DOCUMENT SEGMENT
------

President Trump just used a clear constitutional power to wipe clean the records of five former NFL stars—reigniting the national debate over justice, redemption, and whether fame should matter.
Quick Take
- On Feb. 12, 2026, President Donald Trump issued pardons to five former NFL players, including a posthumous pardon for Billy Cannon.
- The pardons covered offenses ranging from perjury and counterfeiting to drug trafficking-related convictions.
- White House pardon adviser Alice Marie Johnson announced the decision and framed it around second chances and rehabilitation.
- Reports noted Cowboys owner Jerry Jones personally notified former Dallas lineman Nate Newton about his pardon.
What Trump Signed and Who It Covers
On February 12, 2026, President Donald Trump granted pardons to five former National Football League players: Joe Klecko, Nate Newton, Jamal Lewis, Travis Henry, and Billy Cannon, who was pardoned posthumously. The cases span decades and multiple types of criminal conduct, including perjury in an insurance-fraud investigation, drug trafficking conspiracies, and counterfeiting tied to financial collapse. Multiple reports said the White House did not provide additional detail on the motivations behind the selections.
Because pardons are an executive act, they take effect immediately and are typically understood as forgiveness for the federal offense at issue, restoring certain civil standing in practical ways even when the underlying conduct remains part of public history. For public figures, that can mean fewer barriers to travel, business opportunities, and reputational repair. For families, a posthumous pardon can function more as a moral and historical statement than a direct legal remedy.
Alice Marie Johnson’s Message and the Administration’s Framing
White House pardon adviser Alice Marie Johnson publicly announced the pardons and leaned heavily on a second-chance theme. In her statement, she linked the idea of redemption to football’s culture of perseverance, thanking President Trump and describing a country strengthened by “grit” and “grace.” The available reporting does not include added White House explanation beyond that framing. Without more detail, observers are left to judge the decision primarily through the public record of the convictions and the administration’s stated emphasis on rehabilitation.
That matters because the credibility of clemency often rests on process: what standards were applied, what evidence of rehabilitation was considered, and whether victims or affected communities were consulted. The current coverage does not describe any formal criteria used in these five cases, nor does it cite input from prosecutors or victims. What is clear is that the message coming from the pardon office focused on mercy and restoration rather than on re-litigating the seriousness of drug trafficking and related crimes.

------

ENTRIES
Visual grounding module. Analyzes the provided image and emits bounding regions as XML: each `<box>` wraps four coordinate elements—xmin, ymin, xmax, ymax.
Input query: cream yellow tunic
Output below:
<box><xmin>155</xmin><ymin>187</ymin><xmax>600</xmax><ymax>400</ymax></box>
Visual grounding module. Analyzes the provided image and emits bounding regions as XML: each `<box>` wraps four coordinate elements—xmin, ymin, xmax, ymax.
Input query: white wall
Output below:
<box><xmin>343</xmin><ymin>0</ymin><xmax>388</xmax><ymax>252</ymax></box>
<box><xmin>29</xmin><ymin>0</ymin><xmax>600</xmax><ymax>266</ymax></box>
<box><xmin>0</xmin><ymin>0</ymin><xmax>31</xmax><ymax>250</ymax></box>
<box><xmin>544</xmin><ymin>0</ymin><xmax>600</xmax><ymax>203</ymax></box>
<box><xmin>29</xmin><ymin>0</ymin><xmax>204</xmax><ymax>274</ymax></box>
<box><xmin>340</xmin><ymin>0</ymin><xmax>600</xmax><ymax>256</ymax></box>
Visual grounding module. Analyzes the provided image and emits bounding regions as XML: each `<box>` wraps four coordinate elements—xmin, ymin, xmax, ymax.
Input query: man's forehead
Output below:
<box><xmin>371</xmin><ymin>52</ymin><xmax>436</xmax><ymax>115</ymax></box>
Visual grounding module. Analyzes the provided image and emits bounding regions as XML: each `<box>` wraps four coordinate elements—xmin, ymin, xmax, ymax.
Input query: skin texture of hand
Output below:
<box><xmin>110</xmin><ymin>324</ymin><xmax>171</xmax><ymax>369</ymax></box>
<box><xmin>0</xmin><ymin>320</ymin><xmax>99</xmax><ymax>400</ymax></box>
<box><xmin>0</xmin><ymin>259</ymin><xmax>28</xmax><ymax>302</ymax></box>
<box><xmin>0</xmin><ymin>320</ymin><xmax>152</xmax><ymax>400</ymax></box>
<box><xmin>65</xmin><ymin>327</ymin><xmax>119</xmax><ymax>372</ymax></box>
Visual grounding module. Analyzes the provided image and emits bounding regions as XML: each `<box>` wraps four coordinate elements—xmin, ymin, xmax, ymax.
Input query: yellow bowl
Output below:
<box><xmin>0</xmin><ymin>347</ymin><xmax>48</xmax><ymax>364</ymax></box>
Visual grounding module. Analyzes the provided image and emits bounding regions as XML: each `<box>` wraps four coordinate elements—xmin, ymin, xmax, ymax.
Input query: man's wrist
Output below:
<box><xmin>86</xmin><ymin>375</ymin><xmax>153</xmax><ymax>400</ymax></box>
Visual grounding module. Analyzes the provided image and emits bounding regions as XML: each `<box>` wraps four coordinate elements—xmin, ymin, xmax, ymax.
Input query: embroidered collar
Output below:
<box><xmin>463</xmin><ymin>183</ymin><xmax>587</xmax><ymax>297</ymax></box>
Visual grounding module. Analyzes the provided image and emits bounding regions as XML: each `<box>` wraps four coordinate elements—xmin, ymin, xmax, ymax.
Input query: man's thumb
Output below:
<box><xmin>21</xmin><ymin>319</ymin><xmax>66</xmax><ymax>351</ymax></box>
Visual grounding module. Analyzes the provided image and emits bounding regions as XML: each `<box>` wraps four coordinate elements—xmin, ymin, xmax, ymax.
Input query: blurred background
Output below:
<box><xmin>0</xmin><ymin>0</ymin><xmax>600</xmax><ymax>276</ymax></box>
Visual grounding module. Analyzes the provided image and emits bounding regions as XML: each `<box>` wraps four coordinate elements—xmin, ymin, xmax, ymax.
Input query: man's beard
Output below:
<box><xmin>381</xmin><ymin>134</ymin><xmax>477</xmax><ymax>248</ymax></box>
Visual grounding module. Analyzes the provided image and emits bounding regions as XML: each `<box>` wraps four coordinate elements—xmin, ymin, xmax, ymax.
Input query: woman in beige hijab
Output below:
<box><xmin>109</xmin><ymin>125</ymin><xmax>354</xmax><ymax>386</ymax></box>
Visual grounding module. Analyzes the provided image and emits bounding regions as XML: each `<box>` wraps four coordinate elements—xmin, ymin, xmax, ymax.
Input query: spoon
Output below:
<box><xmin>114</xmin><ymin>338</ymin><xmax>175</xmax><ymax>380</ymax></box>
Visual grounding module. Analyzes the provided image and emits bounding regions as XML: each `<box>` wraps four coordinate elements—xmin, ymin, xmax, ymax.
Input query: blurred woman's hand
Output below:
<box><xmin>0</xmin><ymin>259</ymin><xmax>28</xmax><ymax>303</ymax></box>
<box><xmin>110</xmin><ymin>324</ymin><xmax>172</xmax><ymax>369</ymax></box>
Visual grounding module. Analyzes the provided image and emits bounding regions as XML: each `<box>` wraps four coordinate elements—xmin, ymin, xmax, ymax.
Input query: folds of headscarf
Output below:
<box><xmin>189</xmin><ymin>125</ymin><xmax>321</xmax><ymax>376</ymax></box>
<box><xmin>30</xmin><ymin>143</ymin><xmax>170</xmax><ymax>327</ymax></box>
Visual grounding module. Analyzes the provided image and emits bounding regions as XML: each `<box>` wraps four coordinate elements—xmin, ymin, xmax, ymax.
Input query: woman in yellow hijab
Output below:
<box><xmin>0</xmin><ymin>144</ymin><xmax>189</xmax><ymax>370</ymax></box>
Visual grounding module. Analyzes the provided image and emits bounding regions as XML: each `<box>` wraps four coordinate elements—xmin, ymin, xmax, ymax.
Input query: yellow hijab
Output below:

------

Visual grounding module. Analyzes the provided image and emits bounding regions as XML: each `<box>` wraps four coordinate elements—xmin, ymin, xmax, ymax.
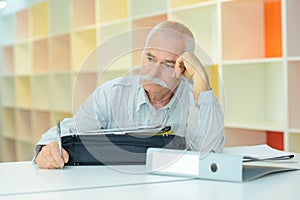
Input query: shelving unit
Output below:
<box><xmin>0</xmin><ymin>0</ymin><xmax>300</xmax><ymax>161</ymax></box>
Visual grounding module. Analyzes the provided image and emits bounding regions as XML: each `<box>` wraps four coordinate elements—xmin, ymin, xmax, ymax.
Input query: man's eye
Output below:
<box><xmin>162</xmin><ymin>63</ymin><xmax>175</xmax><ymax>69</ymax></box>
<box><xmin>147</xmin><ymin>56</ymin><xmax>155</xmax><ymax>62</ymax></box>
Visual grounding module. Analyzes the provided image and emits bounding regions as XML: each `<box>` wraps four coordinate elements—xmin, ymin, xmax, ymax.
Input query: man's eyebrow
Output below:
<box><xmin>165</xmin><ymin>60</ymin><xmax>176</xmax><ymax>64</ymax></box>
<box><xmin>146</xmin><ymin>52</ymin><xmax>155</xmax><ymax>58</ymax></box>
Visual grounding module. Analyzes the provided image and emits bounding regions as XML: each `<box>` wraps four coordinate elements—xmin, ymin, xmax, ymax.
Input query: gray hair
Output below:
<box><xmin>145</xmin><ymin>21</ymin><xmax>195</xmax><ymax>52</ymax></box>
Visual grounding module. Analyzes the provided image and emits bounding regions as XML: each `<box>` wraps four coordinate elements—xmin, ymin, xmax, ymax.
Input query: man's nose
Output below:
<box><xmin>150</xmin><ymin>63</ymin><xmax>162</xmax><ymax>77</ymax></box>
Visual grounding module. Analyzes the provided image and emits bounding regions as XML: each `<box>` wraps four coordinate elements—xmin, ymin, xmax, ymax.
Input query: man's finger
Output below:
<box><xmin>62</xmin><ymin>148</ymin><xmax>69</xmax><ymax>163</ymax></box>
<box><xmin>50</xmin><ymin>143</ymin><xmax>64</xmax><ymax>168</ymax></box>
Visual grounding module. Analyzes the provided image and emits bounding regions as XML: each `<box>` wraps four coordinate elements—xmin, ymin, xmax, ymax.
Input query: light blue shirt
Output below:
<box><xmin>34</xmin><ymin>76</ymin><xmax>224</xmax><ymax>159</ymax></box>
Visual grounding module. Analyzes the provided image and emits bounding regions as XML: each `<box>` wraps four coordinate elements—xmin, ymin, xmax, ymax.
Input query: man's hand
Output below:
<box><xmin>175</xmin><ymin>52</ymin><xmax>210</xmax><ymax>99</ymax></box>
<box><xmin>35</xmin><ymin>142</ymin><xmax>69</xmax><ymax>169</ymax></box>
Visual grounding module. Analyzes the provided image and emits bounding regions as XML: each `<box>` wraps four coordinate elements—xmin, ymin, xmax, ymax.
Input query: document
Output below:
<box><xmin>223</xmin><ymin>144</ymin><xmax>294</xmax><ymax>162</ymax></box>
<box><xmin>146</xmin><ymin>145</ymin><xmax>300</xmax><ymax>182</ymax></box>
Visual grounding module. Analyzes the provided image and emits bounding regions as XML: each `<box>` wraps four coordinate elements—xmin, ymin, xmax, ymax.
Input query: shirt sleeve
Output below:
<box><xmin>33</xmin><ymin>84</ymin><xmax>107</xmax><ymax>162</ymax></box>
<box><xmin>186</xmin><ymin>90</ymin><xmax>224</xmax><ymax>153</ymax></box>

------

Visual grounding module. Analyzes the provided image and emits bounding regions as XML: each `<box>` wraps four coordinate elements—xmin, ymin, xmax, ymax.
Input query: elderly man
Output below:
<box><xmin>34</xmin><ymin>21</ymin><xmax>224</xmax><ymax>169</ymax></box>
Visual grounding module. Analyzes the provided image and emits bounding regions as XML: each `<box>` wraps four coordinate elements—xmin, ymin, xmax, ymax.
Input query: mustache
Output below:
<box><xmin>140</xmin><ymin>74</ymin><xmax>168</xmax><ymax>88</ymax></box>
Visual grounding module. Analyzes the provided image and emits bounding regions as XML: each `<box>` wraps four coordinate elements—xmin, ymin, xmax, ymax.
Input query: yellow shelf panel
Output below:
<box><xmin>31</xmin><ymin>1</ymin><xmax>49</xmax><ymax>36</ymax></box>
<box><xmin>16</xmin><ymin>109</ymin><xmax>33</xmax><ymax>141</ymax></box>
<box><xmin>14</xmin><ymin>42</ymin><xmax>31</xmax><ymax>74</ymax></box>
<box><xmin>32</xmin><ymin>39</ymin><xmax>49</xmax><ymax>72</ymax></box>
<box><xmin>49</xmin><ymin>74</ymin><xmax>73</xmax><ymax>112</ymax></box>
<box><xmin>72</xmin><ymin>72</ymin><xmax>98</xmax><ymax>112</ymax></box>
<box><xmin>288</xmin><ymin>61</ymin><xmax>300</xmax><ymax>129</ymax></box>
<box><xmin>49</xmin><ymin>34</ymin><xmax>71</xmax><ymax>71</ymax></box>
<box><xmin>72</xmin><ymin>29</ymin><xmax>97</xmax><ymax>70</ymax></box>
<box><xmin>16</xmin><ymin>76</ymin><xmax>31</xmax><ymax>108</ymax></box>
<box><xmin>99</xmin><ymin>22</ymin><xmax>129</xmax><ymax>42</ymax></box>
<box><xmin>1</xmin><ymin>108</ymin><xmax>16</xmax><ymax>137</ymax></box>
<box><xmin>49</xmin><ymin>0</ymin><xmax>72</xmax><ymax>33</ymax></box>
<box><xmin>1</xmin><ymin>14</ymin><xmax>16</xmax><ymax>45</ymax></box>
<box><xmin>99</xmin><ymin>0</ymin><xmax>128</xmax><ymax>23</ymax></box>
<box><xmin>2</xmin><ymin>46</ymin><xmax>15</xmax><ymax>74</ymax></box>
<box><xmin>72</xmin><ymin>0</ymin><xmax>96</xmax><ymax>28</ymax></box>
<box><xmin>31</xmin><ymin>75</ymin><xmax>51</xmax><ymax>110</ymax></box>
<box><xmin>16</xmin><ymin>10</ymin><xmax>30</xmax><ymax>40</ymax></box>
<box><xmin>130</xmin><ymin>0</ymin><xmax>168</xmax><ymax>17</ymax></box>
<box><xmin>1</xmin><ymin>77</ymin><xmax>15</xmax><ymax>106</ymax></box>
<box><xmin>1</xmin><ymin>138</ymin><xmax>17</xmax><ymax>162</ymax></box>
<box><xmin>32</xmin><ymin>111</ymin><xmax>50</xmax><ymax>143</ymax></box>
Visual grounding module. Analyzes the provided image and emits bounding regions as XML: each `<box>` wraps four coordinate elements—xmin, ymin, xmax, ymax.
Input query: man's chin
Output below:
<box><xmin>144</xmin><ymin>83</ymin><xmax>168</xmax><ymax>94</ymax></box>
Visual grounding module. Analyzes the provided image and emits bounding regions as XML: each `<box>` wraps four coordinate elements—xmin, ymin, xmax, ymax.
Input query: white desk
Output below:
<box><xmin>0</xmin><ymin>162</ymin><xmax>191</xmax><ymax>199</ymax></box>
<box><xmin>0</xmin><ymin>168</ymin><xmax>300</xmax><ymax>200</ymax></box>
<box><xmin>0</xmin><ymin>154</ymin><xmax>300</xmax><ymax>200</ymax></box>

------

JOBS
1. Answer these questions using the article on the NFL pardons:
(a) Who personally told Nate Newton about his pardon?
(b) Which of the five players was pardoned posthumously?
(c) What two words did Alice Marie Johnson use to describe what strengthens the country?
2. Carry the article on the NFL pardons forward from its last sentence.

RESPONSES
1.
(a) Cowboys owner Jerry Jones.
(b) Billy Cannon.
(c) "Grit" and "grace."

2.
The Individual Cases: From Perjury to Drug Trafficking to Counterfeiting
The convictions described in reports vary widely. Joe Klecko, a Jets great later inducted into the Pro Football Hall of Fame in 2023, pleaded guilty to perjury connected to an insurance-fraud probe. Nate Newton, a key lineman on three Super Bowl–winning Cowboys teams, was tied to a marijuana trafficking incident in the early 2000s. Jamal Lewis, the 2003 NFL Offensive Player of the Year, was linked to an attempted drug deal shortly after being drafted in 2000.
Travis Henry’s case involved a cocaine conspiracy tied to a multi-state ring, according to summaries in the reporting. Billy Cannon’s case reached back to the mid-1980s, when the former Heisman Trophy winner resorted to counterfeiting amid financial ruin; Cannon later died in 2018 and still received a posthumous pardon. Taken together, the set of cases blends nonviolent white-collar conduct with drug crimes that conservatives often connect to community harm and the breakdown of public order.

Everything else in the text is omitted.